[Dataset excerpt]
_____
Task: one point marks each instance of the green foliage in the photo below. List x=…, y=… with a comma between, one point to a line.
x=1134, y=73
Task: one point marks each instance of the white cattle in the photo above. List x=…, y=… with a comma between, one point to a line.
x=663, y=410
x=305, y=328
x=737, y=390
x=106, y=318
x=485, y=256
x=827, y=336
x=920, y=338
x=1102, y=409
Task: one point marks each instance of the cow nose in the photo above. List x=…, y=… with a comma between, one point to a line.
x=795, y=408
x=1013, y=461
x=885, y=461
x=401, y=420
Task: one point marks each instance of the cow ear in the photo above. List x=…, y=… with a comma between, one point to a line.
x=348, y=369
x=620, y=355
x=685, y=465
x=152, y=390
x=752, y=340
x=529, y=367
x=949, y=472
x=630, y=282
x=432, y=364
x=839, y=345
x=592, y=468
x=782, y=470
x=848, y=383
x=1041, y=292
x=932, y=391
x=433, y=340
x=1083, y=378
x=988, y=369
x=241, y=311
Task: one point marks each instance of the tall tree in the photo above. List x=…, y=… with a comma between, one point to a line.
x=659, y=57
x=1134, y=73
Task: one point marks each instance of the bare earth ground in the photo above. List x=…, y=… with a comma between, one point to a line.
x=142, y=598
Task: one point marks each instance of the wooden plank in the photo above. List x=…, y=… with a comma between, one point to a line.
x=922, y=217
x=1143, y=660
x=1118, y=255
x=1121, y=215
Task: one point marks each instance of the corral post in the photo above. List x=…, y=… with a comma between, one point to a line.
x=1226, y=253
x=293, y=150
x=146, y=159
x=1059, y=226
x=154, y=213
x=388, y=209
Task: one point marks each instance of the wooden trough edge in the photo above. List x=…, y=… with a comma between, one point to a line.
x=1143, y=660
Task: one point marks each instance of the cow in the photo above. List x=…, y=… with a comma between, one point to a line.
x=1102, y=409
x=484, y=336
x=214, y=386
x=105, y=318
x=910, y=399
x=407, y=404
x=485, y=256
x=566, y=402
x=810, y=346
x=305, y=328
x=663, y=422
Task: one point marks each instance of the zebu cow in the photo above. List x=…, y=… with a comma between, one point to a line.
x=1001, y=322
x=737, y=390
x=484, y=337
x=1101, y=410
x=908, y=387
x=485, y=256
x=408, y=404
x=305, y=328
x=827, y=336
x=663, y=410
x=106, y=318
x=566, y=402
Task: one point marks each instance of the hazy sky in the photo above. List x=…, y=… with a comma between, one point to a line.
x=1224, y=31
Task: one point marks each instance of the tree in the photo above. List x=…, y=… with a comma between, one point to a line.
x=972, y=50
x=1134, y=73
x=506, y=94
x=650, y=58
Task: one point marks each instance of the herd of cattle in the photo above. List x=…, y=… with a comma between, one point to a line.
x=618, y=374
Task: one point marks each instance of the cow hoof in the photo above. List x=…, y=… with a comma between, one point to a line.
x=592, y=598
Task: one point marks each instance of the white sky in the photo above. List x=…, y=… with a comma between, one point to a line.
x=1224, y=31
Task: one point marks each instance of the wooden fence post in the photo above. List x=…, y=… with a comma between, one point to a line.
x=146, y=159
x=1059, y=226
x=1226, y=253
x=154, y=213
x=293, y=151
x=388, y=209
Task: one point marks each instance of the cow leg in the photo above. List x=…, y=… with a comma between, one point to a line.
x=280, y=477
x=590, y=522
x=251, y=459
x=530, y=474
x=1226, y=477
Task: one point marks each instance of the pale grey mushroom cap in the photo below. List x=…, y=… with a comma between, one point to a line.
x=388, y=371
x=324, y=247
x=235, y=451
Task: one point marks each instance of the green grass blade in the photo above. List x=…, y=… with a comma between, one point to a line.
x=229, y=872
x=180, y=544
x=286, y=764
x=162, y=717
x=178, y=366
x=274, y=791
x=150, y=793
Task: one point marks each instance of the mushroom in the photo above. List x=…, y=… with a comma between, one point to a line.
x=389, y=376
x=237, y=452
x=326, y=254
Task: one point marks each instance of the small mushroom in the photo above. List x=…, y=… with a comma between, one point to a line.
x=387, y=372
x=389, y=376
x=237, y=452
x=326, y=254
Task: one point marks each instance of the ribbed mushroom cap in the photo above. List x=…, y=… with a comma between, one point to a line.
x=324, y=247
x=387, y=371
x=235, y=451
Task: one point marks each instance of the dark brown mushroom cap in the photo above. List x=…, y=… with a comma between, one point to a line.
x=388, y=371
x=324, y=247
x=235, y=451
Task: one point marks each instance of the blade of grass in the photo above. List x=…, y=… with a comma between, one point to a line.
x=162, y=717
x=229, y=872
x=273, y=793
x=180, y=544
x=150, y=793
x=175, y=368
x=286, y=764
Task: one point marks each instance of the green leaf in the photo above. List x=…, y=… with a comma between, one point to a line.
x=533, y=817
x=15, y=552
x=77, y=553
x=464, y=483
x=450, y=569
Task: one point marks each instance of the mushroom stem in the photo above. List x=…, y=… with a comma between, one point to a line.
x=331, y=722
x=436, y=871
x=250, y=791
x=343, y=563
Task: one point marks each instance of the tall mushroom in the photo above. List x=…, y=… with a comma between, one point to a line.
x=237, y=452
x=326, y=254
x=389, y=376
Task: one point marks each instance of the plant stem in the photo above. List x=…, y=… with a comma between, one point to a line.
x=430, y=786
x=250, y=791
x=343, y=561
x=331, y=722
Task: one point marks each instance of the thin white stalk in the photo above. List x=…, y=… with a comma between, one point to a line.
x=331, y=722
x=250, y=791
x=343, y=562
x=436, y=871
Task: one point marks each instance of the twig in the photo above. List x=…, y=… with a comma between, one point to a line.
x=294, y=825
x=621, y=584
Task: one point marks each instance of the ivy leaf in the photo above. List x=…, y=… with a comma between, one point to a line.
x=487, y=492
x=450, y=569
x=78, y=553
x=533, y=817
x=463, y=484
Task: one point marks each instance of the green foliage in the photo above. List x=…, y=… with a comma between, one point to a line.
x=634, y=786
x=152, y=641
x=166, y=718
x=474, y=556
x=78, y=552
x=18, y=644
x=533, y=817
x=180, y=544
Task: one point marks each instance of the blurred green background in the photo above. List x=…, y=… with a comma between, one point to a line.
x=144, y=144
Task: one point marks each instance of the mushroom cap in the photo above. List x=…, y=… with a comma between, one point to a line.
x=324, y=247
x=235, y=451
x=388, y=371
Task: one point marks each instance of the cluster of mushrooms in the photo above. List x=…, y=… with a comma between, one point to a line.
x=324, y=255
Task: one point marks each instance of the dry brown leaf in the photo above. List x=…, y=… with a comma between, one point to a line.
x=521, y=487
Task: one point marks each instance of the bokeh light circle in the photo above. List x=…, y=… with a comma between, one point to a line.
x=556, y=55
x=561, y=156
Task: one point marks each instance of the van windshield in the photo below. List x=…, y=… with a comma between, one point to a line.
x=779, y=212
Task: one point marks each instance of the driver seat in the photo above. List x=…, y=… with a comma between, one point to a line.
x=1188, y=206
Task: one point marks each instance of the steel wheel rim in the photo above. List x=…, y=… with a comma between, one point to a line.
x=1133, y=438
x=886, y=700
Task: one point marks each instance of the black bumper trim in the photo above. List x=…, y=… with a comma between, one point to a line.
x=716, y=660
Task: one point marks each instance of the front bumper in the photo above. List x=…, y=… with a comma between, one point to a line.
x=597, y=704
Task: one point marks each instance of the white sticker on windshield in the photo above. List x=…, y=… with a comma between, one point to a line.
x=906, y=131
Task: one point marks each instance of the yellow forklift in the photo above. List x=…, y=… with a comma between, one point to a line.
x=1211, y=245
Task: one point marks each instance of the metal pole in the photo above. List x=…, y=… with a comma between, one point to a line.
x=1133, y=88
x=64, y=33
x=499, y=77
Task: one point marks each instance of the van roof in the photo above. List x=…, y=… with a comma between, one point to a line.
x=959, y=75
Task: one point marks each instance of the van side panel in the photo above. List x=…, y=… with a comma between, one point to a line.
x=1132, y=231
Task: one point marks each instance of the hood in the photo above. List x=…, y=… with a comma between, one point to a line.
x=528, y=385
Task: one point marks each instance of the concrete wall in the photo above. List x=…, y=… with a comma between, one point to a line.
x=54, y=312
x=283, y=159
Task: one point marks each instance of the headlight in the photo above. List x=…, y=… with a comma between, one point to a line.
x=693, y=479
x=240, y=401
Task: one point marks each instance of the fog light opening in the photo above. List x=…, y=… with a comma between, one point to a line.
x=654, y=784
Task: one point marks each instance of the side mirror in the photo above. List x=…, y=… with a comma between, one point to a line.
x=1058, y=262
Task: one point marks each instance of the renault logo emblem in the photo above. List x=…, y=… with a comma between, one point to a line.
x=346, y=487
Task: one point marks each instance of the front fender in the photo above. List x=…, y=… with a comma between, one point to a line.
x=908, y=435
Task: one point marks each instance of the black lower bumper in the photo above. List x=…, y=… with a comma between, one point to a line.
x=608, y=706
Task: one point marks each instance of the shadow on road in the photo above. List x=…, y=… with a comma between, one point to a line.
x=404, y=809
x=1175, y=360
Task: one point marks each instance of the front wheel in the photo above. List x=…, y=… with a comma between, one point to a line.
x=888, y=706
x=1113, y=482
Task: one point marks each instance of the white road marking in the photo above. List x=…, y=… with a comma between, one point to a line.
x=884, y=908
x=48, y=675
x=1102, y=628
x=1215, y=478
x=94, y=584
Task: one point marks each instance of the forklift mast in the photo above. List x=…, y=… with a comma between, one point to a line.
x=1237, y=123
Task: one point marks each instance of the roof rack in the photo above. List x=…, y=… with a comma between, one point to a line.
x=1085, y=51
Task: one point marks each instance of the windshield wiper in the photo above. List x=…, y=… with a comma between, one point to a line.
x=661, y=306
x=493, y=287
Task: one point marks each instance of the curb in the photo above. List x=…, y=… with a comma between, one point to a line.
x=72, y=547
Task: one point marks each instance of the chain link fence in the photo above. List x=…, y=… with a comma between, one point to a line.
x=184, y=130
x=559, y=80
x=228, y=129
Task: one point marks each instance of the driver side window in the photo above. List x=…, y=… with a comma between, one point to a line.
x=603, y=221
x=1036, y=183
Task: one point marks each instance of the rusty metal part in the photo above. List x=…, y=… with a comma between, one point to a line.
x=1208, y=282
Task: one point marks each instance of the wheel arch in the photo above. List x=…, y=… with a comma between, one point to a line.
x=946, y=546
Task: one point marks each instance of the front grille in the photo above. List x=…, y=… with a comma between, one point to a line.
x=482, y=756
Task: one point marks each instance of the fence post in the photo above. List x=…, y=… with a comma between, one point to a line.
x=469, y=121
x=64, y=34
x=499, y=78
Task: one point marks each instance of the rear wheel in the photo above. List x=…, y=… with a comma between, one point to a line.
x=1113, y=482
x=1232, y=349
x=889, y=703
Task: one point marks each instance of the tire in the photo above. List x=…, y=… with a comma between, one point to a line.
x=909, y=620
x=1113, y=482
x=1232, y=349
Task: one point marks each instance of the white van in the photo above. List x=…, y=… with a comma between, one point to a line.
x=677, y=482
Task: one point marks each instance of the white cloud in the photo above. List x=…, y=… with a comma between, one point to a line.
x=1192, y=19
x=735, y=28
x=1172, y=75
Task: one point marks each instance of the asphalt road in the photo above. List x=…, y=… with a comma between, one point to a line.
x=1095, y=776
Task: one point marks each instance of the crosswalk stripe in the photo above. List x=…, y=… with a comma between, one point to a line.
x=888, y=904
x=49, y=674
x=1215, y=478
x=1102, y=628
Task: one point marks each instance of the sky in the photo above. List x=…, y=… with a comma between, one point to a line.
_____
Task: Repeat the records from the line with "Task: one point marks each instance of the roof" up to and including the line with "x=493, y=287", swapping "roof rack" for "cargo rack" and leaving everything else unchanged.

Output:
Task: one point marks each instance of the cargo rack in the photo above. List x=…, y=… with a comma between, one point to a line.
x=1085, y=51
Task: one point marks each instance of the windshield wiper in the photo above. List x=…, y=… with a comma between, one point to a line.
x=661, y=306
x=493, y=287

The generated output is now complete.